WORK INSTRUCTION: An identical copy of the records below is the expected result.

INFORMATION SHOWN:

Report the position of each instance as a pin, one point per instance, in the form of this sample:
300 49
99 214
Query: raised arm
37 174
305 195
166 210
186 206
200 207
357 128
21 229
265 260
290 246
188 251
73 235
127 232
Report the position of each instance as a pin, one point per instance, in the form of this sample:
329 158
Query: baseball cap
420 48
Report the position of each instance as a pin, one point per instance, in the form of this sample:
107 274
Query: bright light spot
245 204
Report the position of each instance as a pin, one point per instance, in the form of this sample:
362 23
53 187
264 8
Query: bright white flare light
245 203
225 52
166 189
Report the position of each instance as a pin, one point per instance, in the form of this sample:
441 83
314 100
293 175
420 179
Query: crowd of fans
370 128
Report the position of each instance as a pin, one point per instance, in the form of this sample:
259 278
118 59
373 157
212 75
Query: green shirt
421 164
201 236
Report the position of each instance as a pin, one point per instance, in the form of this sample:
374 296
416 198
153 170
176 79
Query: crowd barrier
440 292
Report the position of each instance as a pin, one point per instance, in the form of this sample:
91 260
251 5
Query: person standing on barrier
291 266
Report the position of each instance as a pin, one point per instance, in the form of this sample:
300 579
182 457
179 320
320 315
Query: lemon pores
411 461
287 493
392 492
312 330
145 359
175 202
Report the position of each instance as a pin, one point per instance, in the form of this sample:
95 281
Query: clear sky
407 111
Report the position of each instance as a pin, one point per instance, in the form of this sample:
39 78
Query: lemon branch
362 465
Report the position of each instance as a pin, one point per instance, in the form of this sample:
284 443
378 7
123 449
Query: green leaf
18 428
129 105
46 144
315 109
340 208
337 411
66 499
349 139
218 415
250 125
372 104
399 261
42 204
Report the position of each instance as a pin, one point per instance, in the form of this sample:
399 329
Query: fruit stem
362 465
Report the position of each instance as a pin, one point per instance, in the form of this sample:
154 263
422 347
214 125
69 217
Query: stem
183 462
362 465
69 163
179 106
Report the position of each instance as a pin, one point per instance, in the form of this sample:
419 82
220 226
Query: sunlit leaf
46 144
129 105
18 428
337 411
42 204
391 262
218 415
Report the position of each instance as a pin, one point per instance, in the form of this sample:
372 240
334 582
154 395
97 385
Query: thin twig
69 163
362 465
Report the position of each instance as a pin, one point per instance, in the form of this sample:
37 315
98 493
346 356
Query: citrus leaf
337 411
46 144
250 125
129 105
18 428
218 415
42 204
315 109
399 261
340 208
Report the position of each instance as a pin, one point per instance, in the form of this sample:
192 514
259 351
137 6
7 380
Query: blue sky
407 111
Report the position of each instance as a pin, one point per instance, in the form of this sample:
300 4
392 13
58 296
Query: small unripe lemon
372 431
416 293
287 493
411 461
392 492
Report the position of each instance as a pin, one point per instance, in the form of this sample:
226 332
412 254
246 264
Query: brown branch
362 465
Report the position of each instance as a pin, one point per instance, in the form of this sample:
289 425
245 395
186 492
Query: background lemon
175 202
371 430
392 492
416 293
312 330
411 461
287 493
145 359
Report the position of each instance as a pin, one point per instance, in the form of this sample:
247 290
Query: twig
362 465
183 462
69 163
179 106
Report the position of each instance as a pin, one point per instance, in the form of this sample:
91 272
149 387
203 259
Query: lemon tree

ANSWER:
Report the position of each instance as a pin, one point per instance, in the form of this sample:
300 49
99 214
Query: raised arm
37 174
305 195
166 210
186 206
200 207
357 128
21 229
265 260
290 246
188 251
73 235
127 232
Report the position of each instance as a pin, one point per instance, in the form of this sample:
329 158
Query: baseball cap
420 48
Report the position of each instance as a pin, one point per instance, in the form of this sample:
107 274
Query: bright light spot
245 204
Report the position of each instance as a pin, one point per instance, in the form of this sample:
362 23
53 187
264 8
Query: bright white flare light
245 203
225 52
166 189
Report the position of each instance as a pin, one point per instance, in the form of this sample:
441 83
314 100
293 175
420 179
Query: crowd of fans
370 128
Report the position of each instance as a pin, one point per instance, in the form of this sample:
259 278
118 59
373 157
212 75
Query: green shirt
421 164
201 236
Report the position of each instance as a pin, one point per instance, in the form of this sample:
374 296
416 198
153 170
176 79
Query: crowd barrier
440 292
Report the position of each instance as a pin, one point per instance, in the form of this sample:
91 260
251 5
Query: person standing on barrier
291 266
Report the position of each instance as a pin, one point per instance, in the form of this sample:
300 579
182 457
179 320
320 315
Query: lemon pores
411 461
287 493
392 492
312 330
145 359
175 202
Report the position of each instance as a pin, one point per instance, in the form of this sample:
95 281
Query: clear sky
407 111
Report the position of each instance as a pin, one point per instance, in the form of this sample:
39 78
Query: lemon branch
362 465
Report the position of each instance as a pin, one point per instance, in the form of this sample:
284 443
378 7
123 449
Query: green leaf
18 428
129 105
46 144
315 109
340 208
337 411
66 499
349 139
218 415
250 125
372 104
399 261
42 204
Report the position of each instance as a pin, one point per instance, in the form of this sample:
399 329
Query: fruit stem
362 465
Report the position of each instance as a pin, one point per instance, in the form of this sample:
154 263
422 347
214 125
69 217
Query: stem
183 462
362 465
69 163
179 106
Report the position of each instance as a pin, one point per instance, in the form of this sample:
419 82
220 226
Query: sunlit leaf
46 144
129 105
18 428
337 411
42 204
391 262
218 415
Report the position of each instance as a pin, one point per instance, in the form of this sample:
372 240
334 582
154 395
97 385
Query: thin twig
69 163
362 465
Report the position of each instance as a pin, one point per instance, in the form of this sample:
37 315
98 493
346 356
Query: citrus leaf
337 411
46 144
250 125
129 105
18 428
218 415
42 204
315 109
399 261
340 208
Report the position of each instance as a pin, one point per instance, in the form of this sample:
192 514
259 351
137 6
7 380
Query: blue sky
407 111
Report the position of each instance as a pin, one point per instance, in the form of this sample:
300 4
392 13
58 296
Query: small unripe lemon
372 431
416 293
287 493
411 461
392 492
Report the position of each instance as a pin, one point per instance, in the form of this sample:
226 332
412 254
246 264
Query: brown branch
362 465
Report the position of each instance as a pin, one point per instance, in the form of this sample:
289 425
245 395
186 492
Query: background lemon
175 202
371 430
392 492
416 293
312 330
411 461
287 493
145 359
Report the position of each instance as a pin, one point per instance, in the form of this sample:
247 290
Query: twig
362 465
183 462
69 163
179 106
Report the position of each instance as a pin, one point per instance, in the form of this sample:
91 272
149 387
203 259
Query: lemon tree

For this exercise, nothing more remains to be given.